• **Objective**: Show each line of the listing that contains the word "windshield", matching case exactly.

Object detection data
⁂

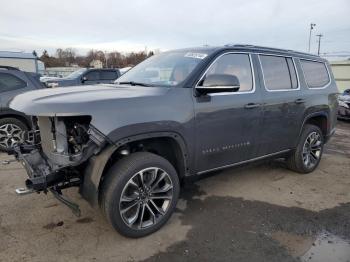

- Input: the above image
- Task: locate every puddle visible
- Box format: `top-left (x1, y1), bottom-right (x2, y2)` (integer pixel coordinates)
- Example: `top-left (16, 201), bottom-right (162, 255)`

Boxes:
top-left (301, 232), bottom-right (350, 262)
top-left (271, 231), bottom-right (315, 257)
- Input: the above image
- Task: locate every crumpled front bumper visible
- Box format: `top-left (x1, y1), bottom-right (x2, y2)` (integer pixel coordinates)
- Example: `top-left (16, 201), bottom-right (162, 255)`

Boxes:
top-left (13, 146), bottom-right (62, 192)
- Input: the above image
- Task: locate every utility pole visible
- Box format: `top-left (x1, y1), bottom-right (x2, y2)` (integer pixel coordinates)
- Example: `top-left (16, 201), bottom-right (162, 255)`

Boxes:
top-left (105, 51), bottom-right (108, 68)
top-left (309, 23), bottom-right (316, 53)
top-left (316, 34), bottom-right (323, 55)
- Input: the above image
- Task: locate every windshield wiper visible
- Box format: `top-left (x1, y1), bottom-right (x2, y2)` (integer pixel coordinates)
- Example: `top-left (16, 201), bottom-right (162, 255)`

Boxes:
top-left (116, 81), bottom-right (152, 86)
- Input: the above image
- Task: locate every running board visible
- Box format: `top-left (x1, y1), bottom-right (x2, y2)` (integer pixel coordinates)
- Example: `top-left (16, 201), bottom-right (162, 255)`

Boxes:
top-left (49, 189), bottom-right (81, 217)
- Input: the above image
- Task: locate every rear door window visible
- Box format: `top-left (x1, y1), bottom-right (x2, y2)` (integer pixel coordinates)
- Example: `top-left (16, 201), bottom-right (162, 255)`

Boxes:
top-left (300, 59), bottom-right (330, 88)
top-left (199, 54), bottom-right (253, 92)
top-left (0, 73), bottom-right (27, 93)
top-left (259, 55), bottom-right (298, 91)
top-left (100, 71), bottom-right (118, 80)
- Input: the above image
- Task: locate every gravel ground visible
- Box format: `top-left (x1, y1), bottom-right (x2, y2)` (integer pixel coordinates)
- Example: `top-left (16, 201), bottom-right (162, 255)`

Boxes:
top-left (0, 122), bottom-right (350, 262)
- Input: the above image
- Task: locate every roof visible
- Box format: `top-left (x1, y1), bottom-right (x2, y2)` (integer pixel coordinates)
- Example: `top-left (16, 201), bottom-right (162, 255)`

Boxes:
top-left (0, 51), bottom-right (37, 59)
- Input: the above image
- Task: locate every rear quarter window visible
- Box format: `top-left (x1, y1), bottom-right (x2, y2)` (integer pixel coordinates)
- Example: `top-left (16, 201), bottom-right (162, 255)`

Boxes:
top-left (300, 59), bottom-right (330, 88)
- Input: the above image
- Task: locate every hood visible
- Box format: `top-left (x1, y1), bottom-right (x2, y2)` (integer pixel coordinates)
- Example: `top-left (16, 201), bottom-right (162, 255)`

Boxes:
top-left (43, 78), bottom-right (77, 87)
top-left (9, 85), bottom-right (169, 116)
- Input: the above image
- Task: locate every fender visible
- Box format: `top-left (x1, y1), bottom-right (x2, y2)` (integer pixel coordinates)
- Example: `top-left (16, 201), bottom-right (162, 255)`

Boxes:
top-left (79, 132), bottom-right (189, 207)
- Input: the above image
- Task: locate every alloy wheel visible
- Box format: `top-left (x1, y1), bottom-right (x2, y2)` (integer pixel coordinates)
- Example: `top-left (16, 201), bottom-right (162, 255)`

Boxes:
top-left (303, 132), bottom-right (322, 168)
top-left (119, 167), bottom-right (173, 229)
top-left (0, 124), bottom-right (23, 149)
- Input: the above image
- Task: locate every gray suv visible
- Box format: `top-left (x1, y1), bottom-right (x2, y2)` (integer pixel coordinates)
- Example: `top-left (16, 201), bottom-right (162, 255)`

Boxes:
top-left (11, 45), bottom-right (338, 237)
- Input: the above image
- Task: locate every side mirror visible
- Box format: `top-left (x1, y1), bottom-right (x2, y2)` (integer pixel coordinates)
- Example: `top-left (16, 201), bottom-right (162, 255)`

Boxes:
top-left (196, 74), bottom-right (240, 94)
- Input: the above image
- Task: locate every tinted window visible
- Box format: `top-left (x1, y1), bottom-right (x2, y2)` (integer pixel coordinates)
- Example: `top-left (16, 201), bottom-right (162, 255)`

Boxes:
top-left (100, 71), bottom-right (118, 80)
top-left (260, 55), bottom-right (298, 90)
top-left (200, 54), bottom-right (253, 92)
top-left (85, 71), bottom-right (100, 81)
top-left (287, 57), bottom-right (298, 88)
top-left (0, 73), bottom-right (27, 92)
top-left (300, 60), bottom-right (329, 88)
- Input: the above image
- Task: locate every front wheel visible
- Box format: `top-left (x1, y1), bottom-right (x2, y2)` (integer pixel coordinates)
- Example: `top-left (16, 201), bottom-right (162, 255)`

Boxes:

⁂

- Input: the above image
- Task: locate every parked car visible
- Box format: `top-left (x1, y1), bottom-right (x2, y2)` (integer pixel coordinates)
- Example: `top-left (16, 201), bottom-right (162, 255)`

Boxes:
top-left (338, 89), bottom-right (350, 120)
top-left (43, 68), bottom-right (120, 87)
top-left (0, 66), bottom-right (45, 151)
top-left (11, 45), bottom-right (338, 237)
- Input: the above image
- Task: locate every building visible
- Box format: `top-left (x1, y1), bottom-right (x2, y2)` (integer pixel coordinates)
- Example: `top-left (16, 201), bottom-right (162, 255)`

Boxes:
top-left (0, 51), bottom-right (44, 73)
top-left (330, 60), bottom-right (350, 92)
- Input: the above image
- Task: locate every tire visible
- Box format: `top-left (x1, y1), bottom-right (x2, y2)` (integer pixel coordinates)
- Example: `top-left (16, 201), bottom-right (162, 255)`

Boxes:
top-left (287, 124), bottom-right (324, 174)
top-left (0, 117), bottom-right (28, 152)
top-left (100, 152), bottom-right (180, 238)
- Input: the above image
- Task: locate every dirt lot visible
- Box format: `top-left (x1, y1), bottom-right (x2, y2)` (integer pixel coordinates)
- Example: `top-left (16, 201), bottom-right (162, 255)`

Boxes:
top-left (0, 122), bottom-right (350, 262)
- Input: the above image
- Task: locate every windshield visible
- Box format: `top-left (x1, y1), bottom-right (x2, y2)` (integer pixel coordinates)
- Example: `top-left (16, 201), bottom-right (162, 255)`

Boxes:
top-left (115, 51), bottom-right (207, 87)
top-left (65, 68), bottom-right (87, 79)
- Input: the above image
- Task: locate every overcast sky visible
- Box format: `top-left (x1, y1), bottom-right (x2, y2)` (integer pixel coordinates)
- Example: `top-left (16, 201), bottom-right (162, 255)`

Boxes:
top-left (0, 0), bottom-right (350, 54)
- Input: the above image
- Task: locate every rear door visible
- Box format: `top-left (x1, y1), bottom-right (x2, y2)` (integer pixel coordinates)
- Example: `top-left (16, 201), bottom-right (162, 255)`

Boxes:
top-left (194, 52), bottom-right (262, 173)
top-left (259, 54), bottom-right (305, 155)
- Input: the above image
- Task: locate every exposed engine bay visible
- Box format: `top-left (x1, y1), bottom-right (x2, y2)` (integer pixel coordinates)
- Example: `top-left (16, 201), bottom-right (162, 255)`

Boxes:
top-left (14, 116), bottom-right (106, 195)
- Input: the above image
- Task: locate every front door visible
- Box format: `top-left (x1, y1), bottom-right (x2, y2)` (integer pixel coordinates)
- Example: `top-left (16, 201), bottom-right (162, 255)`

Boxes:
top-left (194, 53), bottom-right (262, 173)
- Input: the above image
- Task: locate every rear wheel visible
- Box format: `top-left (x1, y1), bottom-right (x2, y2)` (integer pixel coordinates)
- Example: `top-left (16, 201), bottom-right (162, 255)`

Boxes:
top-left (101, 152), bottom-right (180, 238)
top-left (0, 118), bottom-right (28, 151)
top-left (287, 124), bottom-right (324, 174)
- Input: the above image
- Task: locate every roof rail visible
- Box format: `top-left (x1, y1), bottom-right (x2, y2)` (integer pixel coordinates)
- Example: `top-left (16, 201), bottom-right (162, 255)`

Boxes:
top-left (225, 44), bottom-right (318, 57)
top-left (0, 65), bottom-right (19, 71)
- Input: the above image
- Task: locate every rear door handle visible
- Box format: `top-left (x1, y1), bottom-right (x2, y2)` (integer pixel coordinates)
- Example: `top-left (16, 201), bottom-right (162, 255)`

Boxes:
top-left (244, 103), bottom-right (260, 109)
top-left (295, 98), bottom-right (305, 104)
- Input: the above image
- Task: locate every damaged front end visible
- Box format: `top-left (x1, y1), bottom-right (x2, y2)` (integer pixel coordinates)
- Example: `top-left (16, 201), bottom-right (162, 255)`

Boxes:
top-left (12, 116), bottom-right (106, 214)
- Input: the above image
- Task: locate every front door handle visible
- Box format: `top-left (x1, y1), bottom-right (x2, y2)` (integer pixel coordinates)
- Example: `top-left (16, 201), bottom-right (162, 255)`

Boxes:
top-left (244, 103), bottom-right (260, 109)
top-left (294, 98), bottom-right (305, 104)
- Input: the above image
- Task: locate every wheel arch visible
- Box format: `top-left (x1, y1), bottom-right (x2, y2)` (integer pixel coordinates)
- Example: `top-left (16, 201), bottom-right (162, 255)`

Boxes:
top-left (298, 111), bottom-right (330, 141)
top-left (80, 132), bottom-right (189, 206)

⁂

• **Complete response**:
- Task: locate every windshield wiper visible
- Task: locate every windshield visible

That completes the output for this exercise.